Exercise brief: Restate the full set of records exactly, without adding or dropping a word.

Supplied data:
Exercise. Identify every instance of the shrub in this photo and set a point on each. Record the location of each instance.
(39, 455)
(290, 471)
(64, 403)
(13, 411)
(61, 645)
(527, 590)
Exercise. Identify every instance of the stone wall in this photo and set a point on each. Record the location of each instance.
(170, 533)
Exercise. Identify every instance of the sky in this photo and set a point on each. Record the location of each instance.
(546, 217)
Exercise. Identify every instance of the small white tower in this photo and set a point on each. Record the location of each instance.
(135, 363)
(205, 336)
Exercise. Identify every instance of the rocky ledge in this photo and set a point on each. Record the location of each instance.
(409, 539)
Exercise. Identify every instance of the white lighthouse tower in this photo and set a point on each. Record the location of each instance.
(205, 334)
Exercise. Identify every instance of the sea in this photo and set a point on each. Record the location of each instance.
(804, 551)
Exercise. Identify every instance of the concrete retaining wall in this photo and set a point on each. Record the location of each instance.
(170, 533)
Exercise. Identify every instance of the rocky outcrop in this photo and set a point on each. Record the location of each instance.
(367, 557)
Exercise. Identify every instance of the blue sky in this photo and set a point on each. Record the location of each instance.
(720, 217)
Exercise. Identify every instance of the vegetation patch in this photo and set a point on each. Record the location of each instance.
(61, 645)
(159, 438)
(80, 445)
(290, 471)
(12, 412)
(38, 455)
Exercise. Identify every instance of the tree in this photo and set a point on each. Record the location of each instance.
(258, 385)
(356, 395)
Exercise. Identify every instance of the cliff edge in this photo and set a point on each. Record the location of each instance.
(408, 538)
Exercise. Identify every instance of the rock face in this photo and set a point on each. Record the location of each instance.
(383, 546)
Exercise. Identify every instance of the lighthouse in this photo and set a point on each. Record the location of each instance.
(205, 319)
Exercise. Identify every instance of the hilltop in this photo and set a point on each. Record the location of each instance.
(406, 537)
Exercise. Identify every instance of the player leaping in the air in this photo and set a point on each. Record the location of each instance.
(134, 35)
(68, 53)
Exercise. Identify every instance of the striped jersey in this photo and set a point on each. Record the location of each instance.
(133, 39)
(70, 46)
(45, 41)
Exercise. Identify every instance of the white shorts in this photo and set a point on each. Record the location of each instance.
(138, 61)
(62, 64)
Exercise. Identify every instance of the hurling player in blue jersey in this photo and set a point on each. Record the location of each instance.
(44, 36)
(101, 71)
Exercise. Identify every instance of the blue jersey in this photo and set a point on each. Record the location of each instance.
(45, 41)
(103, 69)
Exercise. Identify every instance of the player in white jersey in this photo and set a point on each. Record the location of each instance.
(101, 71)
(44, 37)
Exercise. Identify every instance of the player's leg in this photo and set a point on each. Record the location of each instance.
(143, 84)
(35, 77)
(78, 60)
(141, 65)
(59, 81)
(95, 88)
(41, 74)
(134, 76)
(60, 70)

Finished task:
Exercise. Identify every instance of the shrub in this photo and set a point on each. Record the location of each instance.
(39, 455)
(290, 471)
(64, 403)
(13, 411)
(61, 645)
(527, 590)
Exercise. Identify every instance of the stone wall in this photo and set a point on each. Record the location of each instance.
(170, 533)
Exercise. Identify every instance of the sky in this photo and set a point on each. Record the location of each instance.
(546, 217)
Exercise. Identify every instance of the small white tower in this photo and set a point on each. Record the location of each instance.
(135, 363)
(205, 336)
Exercise. Identify every instance of the rocky ledge in this photo and set a point on each. Record the location of each instance.
(409, 539)
Exercise. Identify every instance of the white lighthouse tower in this photo and set a point on each. Record the location of each instance.
(205, 334)
Exercise. Identify every instance of the sea in this photo and set a point on each. Record the location of each instance.
(804, 551)
Exercise. Identify every instance of the concrete retaining wall in this photo and set a point on each. Record the location of each instance.
(170, 533)
Exercise. Identify every instance of the rocky outcrop in this photo and set a point on each. Record the location of each instance.
(367, 557)
Exercise. Identify every instance of the blue sky in this photo and set a point on each. Record the location of each instance.
(720, 217)
Exercise. Identify every instance of the vegetation patch in this photo and set a point on each. Record the location of each instance.
(61, 645)
(159, 438)
(80, 445)
(290, 471)
(12, 412)
(38, 455)
Exercise. Identify every instance of the tree in this photo and set a point on each. Record the location of each instance.
(258, 385)
(356, 395)
Exercise. Identify every instance of the cliff edge in this photo and set a point on each. Record the location of each instance.
(408, 538)
Exercise. Identify every instance of the rock face in this photo and set a point on each. Record the location of each instance.
(383, 546)
Exercise. Identify every instance of the lighthouse in this photo and set a point on each. Record the location of each instance.
(205, 319)
Exercise. Identify every instance of the hilltop in this photo and set a point on each. Record the location of each instance.
(406, 537)
Exercise. Identify every instance of the player leaping in the air in this photo and set a point on each. Record the location of each instance.
(134, 35)
(68, 53)
Exercise. Identify every instance of the striped jersey in this photo and set a point on each. Record the location of each instance.
(133, 39)
(70, 46)
(45, 41)
Exercise. Identify every instance of the white shorts in this photo and set a point on each. Record the location of each instance.
(138, 61)
(62, 64)
Exercise. Identify every instance of the hurling player in blue jersey in this photo and set a point on each. Record the location of each instance.
(44, 36)
(101, 71)
Exercise. Identify every instance of the blue jersey in this photo and set a point on each. Record the location of each instance.
(45, 41)
(103, 69)
Exercise. Identify every instance of the player in white jersey in this photo and set a point on each. Record the location of each instance.
(101, 71)
(44, 37)
Exercise. Identify every instance of the player's leg in this photo and set a point on each. Record the location of each instance.
(143, 84)
(35, 77)
(78, 60)
(141, 65)
(59, 81)
(95, 88)
(41, 74)
(134, 76)
(60, 70)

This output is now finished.